- What the exercise asks -
Search the data for the word "coordinates". Reproduce every line where it is found.

- Data in this exercise -
+===+

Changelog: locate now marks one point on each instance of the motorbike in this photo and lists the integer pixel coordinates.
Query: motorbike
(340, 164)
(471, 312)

+===+

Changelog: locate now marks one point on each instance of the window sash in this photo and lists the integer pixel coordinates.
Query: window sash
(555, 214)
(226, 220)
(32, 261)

+===+

- Answer box -
Changelog: locate now marks one point on each instance of the motorbike in this photo and lists the integer pixel coordinates.
Changelog: locate now marks one point on each instance of the window sash in this photo and lists the integer pixel coordinates.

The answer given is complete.